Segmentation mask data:
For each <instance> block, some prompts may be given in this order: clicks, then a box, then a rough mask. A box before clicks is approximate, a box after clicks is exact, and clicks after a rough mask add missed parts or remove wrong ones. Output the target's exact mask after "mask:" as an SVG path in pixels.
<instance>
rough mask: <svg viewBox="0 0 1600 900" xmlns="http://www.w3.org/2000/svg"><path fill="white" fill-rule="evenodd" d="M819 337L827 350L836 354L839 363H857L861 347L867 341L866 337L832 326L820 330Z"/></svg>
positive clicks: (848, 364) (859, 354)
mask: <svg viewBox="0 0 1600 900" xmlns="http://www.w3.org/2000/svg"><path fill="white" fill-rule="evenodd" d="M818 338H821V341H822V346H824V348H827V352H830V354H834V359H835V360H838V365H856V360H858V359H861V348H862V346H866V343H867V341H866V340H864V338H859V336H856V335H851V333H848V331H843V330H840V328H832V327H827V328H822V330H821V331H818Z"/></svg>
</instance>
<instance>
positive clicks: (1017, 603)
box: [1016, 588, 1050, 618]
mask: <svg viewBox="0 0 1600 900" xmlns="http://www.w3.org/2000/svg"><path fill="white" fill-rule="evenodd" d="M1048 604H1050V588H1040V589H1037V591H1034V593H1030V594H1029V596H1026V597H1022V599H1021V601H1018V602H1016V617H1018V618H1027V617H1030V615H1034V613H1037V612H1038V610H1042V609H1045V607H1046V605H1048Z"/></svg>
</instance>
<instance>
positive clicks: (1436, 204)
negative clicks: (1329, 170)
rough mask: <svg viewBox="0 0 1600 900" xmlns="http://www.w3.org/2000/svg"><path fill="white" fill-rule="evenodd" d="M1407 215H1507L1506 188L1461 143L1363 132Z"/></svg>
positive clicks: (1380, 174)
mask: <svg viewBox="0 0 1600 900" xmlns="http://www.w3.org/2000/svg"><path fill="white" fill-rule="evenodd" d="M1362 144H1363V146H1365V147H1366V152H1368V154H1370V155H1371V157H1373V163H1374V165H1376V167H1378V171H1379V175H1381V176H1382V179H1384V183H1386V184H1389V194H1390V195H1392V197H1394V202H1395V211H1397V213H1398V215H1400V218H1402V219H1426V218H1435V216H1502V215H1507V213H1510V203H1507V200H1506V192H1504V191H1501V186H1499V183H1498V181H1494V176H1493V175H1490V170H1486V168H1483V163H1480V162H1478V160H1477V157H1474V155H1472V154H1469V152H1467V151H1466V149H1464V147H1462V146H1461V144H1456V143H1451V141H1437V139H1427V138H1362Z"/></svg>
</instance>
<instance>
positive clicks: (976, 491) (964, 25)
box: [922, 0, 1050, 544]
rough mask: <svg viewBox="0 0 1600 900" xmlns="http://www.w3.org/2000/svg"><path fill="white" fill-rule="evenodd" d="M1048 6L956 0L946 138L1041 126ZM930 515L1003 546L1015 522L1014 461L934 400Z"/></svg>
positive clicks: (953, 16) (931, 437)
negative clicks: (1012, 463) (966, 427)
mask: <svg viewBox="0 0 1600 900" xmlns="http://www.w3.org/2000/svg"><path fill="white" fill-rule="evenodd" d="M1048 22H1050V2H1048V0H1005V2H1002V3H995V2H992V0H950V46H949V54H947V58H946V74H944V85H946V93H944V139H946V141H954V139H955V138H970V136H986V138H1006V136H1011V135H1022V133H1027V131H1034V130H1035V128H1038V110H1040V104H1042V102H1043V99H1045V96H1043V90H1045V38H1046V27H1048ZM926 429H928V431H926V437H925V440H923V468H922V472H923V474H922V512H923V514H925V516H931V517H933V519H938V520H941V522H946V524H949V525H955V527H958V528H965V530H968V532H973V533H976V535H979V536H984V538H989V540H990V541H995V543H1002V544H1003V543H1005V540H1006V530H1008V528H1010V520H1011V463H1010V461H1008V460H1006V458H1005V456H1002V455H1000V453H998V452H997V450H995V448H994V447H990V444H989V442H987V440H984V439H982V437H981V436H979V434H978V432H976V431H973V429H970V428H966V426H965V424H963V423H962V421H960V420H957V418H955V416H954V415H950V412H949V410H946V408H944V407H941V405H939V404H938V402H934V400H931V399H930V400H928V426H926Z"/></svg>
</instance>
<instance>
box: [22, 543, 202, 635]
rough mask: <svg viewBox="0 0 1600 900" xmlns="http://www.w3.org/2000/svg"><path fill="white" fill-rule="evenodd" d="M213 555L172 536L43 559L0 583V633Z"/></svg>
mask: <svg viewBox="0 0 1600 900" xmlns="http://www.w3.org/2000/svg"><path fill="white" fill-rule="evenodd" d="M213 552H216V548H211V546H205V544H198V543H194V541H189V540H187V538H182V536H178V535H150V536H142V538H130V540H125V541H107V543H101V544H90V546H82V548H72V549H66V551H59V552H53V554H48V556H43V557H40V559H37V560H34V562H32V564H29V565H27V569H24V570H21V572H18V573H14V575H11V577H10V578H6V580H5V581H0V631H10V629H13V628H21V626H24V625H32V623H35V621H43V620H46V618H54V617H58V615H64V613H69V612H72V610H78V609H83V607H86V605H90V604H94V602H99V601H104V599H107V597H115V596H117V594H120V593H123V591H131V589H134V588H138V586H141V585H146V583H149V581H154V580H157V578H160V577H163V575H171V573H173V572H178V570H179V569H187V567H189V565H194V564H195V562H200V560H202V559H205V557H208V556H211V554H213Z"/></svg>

==

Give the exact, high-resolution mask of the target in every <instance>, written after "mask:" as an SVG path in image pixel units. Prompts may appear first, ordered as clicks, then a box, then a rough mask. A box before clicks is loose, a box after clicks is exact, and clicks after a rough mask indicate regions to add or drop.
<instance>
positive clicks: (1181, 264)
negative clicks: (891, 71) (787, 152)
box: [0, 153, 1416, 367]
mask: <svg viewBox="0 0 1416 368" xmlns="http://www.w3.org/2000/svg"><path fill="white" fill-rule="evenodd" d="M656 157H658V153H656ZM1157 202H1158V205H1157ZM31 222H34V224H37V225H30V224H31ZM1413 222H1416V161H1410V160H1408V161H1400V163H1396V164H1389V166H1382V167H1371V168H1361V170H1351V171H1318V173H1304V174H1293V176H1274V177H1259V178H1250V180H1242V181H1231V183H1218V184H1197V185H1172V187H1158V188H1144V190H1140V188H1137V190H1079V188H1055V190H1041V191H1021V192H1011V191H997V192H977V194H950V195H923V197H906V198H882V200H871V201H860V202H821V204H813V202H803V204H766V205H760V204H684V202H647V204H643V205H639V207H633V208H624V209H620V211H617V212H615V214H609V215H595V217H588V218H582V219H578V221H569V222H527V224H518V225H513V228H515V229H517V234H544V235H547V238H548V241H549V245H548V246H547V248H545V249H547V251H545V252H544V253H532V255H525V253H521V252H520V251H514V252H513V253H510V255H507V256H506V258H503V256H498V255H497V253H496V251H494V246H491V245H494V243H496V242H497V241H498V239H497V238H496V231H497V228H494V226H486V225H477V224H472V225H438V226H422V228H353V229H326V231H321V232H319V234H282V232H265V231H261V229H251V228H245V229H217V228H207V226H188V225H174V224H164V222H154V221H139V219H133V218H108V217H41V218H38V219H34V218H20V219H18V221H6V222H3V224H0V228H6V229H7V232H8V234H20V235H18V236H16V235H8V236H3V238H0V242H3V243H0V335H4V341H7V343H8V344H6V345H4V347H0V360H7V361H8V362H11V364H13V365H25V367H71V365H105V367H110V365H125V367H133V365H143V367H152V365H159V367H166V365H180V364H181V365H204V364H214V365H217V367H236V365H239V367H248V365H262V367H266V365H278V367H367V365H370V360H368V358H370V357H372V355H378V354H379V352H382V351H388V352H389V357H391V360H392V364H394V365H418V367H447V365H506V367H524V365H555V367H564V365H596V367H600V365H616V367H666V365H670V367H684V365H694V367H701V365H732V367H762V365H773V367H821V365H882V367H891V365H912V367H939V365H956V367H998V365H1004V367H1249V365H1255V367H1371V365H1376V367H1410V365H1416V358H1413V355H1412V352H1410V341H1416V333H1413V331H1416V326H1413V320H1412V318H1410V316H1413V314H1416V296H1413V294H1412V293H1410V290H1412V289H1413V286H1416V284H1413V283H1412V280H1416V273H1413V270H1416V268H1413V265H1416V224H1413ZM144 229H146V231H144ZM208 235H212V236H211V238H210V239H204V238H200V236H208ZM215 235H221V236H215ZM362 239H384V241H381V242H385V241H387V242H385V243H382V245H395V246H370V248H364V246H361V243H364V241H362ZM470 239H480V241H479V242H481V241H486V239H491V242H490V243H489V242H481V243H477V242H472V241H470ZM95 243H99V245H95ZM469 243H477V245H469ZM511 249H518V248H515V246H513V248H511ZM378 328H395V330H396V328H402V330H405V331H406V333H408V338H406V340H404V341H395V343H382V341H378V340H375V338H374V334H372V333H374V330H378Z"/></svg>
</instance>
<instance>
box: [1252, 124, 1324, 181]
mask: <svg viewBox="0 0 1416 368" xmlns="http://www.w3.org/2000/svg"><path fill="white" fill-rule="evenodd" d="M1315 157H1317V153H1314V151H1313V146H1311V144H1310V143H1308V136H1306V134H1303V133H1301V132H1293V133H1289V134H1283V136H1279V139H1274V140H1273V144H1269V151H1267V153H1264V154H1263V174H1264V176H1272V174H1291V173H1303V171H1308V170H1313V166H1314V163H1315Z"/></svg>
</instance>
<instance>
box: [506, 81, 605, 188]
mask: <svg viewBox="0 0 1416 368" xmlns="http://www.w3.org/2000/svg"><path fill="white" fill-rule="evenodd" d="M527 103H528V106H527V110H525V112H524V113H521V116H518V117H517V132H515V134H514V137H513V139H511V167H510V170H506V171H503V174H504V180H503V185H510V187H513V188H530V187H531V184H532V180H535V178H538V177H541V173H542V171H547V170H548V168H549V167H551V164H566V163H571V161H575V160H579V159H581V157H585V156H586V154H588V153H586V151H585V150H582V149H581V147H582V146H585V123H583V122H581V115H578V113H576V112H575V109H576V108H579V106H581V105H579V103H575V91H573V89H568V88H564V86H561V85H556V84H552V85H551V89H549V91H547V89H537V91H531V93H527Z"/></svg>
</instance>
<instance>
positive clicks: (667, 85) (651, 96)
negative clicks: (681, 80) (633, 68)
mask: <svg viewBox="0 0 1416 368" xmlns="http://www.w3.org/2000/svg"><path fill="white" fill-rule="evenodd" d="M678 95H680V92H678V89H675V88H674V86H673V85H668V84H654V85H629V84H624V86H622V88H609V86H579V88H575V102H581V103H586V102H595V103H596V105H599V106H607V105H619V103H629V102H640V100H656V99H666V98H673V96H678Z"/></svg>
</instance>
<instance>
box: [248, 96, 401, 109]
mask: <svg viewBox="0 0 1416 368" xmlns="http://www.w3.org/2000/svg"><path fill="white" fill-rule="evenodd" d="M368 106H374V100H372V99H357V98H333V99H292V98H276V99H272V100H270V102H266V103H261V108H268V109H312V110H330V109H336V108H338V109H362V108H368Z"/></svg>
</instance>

* * *

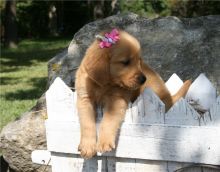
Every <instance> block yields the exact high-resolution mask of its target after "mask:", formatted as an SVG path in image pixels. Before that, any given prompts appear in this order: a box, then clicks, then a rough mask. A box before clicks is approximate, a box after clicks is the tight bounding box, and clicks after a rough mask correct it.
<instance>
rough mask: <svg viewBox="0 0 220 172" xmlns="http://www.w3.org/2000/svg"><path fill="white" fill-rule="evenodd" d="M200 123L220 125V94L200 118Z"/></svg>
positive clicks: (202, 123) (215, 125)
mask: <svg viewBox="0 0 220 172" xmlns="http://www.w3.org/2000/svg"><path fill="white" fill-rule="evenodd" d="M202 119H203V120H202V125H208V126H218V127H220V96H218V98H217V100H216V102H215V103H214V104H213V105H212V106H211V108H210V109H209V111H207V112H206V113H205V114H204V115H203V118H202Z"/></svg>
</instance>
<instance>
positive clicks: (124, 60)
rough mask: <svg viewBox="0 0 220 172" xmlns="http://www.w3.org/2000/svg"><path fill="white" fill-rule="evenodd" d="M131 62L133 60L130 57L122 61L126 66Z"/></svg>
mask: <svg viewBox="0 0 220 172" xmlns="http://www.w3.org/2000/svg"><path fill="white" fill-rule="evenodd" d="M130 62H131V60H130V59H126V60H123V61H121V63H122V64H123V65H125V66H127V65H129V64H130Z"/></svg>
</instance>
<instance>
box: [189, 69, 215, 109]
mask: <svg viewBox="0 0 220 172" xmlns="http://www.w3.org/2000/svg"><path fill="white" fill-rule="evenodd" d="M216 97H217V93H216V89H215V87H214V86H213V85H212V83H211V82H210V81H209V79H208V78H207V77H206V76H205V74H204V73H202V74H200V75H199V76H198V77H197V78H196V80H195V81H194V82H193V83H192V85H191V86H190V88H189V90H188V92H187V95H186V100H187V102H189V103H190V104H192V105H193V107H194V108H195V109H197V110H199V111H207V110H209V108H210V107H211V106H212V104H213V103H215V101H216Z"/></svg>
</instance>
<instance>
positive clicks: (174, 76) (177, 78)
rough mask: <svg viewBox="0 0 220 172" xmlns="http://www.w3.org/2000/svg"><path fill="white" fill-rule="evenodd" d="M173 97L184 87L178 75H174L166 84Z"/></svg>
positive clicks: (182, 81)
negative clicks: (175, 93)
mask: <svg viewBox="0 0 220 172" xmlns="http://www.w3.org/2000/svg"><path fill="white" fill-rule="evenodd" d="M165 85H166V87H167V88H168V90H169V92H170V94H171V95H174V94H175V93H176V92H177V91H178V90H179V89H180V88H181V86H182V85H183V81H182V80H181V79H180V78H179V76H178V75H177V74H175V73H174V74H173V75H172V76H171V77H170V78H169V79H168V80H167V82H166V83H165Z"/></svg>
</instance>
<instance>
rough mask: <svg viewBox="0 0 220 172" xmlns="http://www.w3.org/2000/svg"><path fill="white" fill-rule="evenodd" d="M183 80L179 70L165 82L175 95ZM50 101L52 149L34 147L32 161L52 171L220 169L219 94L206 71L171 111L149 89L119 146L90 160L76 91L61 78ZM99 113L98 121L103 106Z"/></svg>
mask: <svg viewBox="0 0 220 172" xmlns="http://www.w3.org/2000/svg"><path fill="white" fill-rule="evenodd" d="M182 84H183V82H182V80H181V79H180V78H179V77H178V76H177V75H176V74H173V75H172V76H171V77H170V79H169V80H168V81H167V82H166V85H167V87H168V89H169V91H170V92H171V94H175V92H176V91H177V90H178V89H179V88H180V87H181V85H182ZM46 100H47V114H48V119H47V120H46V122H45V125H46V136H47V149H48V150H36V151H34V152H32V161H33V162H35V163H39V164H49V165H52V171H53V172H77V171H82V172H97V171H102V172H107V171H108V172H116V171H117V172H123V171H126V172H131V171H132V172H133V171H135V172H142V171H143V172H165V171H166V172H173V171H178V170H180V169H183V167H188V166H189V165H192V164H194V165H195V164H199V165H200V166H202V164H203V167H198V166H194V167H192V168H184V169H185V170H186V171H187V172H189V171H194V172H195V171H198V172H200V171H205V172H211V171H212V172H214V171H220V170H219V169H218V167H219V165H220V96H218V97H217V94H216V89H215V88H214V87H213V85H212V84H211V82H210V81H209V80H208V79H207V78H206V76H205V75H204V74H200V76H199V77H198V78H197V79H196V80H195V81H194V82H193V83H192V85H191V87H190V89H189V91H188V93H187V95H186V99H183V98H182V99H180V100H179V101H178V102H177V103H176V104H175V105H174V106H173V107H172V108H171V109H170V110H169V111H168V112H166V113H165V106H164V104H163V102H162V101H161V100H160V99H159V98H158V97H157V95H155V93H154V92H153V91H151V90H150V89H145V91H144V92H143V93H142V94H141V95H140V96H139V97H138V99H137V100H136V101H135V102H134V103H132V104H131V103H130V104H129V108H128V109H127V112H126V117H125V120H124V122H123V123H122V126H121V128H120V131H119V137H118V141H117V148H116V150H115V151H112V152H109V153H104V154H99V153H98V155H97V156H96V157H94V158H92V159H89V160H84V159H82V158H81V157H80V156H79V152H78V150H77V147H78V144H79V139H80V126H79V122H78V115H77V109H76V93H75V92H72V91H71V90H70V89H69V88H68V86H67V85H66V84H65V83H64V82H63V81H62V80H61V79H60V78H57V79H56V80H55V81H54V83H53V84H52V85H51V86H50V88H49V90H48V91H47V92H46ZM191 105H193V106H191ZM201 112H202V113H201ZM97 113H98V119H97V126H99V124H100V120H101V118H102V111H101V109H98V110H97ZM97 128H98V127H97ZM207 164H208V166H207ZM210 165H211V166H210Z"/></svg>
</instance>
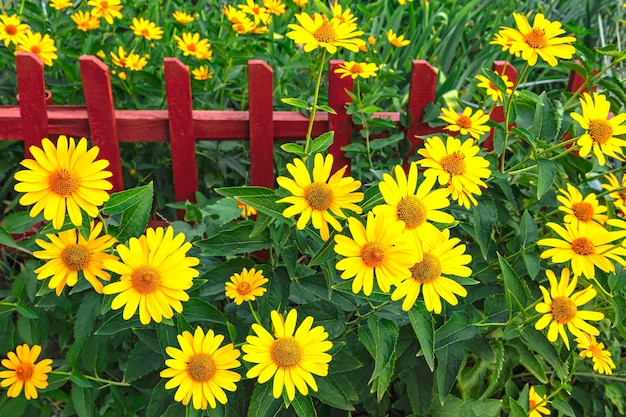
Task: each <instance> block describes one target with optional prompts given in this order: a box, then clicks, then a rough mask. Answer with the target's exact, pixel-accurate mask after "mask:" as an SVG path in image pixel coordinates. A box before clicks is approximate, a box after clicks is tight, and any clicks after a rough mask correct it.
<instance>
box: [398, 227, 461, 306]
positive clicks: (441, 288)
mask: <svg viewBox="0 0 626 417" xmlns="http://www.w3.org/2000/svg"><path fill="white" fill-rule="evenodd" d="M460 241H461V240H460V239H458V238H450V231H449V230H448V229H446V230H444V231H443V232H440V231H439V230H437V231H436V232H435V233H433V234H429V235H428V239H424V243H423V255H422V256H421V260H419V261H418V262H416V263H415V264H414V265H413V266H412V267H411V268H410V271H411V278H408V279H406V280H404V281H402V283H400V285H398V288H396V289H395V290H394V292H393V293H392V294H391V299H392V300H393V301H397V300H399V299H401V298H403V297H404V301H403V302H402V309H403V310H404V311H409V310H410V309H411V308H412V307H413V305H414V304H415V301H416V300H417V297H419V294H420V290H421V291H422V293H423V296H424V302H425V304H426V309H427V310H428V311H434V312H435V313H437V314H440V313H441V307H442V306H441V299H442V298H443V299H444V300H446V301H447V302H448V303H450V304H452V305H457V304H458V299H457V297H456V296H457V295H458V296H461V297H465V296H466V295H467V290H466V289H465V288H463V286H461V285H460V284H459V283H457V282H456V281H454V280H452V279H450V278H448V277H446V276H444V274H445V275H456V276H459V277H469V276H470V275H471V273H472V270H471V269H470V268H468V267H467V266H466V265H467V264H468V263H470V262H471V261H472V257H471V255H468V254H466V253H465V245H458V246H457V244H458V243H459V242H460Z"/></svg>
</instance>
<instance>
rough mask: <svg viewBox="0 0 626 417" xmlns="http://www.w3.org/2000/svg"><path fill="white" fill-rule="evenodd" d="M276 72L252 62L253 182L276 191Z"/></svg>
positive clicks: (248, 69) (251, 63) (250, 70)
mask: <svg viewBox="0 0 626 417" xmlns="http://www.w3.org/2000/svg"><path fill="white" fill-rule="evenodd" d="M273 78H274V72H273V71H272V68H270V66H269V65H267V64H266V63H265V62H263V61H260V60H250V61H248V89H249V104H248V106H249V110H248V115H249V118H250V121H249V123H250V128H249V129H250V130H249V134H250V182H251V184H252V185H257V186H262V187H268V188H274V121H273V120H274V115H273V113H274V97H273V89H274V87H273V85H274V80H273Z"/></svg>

* **Your task**
Put the stretch of lines from the one containing "For each <instance>" through the one containing "positive clicks: (848, 364) (859, 354)" into a numbered list, including both of those lines and leaving out any blank lines.

* **Reply**
1. For each <instance> block, some prompts may be given in this order: clicks, then a box, then a rough mask. A box before clicks is approximate, a box after clicks is exact, and clicks after a rough mask add missed parts or remove wrong ones. Output the target's exact mask after "mask:" as an SVG path in pixels.
2. <instance>
3. rough mask: <svg viewBox="0 0 1600 900" xmlns="http://www.w3.org/2000/svg"><path fill="white" fill-rule="evenodd" d="M819 337L827 350L836 354L839 363H857L861 347L867 341L866 337L832 326L820 330Z"/></svg>
4. positive clicks: (848, 364) (859, 354)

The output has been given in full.